# [TEXT PASSAGE]

IN A COURT RULING THAT WENT AGAINST the Federal Trade Commission (FTC) last week, Laboratory Corporation of America may have moved one step closer to completing its acquisition of Westcliff Medical Laboratories, Inc., of Santa Ana, California.
On February 22, 2011, Judge Andrew Guilford of the U.S. District Court for Central California, denied the FTC’s request for a preliminary injunction to prevent LabCorp from consolidating Westcliff’s testing activities into its national testing network. The judge also dissolved the temporary restraining order, thereby allowing LabCorp to proceed to integrate Westcliff’s assets.
The next day, on February 23, the FTC returned to Guilford’s courtroom and filed a motion to appeal the decision and another request to prevent LabCorp and Westcliff from closing the transaction until this appeal is decided. For its part, LabCorp says it “vigorously will defend the merger in the hearing before an FTC administrative law judge, due to begin May 2.”
Acquisition Happened in May
This acquisition deal was inked back in May 2010. That month, Westcliff filed for bankruptcy protection and said in a court filing that it was planning to sell its assets to LabCorp. LabCorp was the highest bidder and it offered to pay $57.5 million for Westcliff. (See TDR, June 1, 2010.)
Shortly after that, in June, LabCorp entered into an agreement with the FTC to hold the Westcliff assets separate until December 3, 2010. The FTC requested additional time to review the acquisition and how it might alter the lab testing marketplace in the nation’s most populous state.

# [RECORDED DATA]
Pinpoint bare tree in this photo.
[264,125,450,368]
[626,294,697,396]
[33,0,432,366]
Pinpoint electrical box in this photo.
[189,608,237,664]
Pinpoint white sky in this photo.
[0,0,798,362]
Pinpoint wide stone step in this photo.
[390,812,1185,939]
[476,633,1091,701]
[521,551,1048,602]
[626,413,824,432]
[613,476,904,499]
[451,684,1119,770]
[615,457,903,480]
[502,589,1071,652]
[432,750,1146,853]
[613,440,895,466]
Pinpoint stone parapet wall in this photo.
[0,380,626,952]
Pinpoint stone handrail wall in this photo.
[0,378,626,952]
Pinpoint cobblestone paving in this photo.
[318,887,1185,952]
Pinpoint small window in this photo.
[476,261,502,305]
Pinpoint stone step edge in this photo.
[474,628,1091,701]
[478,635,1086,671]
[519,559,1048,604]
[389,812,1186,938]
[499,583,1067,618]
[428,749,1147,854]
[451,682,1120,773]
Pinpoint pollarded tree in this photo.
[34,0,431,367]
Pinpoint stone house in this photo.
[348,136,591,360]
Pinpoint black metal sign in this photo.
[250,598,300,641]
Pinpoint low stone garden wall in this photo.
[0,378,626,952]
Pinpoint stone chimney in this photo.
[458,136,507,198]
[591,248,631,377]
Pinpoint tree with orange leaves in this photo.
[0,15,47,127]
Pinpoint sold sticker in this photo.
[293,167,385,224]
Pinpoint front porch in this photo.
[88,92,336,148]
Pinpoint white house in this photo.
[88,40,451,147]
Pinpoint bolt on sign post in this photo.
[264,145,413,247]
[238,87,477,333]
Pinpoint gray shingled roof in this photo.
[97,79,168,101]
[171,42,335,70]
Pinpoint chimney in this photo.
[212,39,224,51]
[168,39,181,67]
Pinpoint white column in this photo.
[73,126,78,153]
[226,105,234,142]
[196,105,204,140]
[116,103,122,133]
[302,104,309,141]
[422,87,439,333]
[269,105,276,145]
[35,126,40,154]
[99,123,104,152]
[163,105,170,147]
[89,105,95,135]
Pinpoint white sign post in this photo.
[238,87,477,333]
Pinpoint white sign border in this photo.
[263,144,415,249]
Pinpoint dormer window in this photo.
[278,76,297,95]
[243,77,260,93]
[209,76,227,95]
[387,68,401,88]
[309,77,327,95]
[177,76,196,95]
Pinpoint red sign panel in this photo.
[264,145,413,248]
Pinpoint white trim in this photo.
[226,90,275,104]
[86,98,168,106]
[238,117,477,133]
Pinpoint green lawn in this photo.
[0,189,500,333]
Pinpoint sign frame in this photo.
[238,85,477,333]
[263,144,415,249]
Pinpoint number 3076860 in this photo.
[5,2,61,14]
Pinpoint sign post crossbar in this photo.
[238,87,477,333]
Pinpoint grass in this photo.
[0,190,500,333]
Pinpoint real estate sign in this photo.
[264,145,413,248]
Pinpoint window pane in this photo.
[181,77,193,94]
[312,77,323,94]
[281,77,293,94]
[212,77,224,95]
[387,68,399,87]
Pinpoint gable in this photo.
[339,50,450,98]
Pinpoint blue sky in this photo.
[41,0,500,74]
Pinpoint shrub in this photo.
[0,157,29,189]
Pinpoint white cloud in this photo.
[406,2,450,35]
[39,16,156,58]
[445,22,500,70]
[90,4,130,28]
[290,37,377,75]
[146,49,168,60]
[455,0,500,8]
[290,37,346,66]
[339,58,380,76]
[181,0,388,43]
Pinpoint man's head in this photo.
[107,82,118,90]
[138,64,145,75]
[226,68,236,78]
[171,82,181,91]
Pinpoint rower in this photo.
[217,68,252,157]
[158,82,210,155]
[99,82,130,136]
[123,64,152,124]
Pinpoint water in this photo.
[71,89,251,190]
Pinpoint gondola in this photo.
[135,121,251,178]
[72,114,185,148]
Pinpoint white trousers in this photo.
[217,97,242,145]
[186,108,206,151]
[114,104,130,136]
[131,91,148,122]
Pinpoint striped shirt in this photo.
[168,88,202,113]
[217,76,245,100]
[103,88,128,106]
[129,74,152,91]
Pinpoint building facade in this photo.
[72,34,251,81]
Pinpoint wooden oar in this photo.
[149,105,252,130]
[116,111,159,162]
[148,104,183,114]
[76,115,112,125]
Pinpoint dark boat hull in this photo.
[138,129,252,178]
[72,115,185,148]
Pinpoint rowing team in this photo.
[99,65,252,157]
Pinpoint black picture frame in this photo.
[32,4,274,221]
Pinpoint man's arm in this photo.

# [TASKS TO PERFORM]
**1.** In the article on LabCorp's acquisition of Westcliff, how much did LabCorp offer to pay for Westcliff?
**2.** List every date in the article on LabCorp's acquisition of Westcliff that includes a specific day of the month.

# [SOLUTIONS PER TASK]
**1.** $57.5 million

**2.** February 22, 2011; February 23; May 2; June 1, 2010; December 3, 2010